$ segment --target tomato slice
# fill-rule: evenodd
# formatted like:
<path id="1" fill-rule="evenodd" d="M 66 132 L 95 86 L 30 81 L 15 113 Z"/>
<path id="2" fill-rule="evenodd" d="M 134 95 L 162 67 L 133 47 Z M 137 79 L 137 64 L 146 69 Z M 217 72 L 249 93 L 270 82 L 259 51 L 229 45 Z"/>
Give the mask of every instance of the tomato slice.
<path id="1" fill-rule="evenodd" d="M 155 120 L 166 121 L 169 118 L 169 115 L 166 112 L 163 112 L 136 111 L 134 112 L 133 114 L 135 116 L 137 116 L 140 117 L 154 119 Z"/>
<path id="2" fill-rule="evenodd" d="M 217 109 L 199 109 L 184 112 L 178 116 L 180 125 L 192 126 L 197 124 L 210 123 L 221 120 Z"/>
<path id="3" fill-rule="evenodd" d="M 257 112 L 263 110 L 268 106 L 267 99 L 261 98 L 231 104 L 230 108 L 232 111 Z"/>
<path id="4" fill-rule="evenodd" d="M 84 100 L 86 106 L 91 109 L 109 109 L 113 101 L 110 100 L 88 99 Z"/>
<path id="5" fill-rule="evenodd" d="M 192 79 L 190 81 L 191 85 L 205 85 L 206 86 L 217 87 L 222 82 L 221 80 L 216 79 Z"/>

---*---

> _Problem to work on_
Put every line above into a JSON list of strings, one string per line, leaving out any blank lines.

> _Written solution_
[
  "$ segment --target tomato slice",
  "# fill-rule: evenodd",
  "# formatted like:",
  "<path id=\"1\" fill-rule=\"evenodd\" d=\"M 66 132 L 95 86 L 30 81 L 15 113 Z\"/>",
  "<path id=\"2\" fill-rule=\"evenodd\" d=\"M 134 95 L 162 67 L 133 47 Z M 137 79 L 137 64 L 146 69 Z M 217 72 L 249 93 L 270 82 L 259 51 L 229 45 Z\"/>",
  "Give the mask of every instance of the tomato slice.",
  "<path id=\"1\" fill-rule=\"evenodd\" d=\"M 155 120 L 166 121 L 169 118 L 169 115 L 166 112 L 163 112 L 136 111 L 134 112 L 133 114 L 135 116 L 137 116 L 140 117 L 154 119 Z\"/>",
  "<path id=\"2\" fill-rule=\"evenodd\" d=\"M 217 109 L 199 109 L 184 112 L 178 116 L 180 125 L 192 126 L 197 124 L 210 123 L 221 120 Z\"/>",
  "<path id=\"3\" fill-rule=\"evenodd\" d=\"M 257 112 L 263 110 L 268 106 L 267 99 L 261 98 L 231 104 L 230 108 L 232 111 Z\"/>",
  "<path id=\"4\" fill-rule=\"evenodd\" d=\"M 84 100 L 86 106 L 91 109 L 109 109 L 113 101 L 110 100 L 88 99 Z\"/>",
  "<path id=\"5\" fill-rule=\"evenodd\" d=\"M 192 79 L 190 81 L 191 85 L 205 85 L 206 86 L 217 87 L 222 82 L 221 80 L 216 79 Z\"/>"
]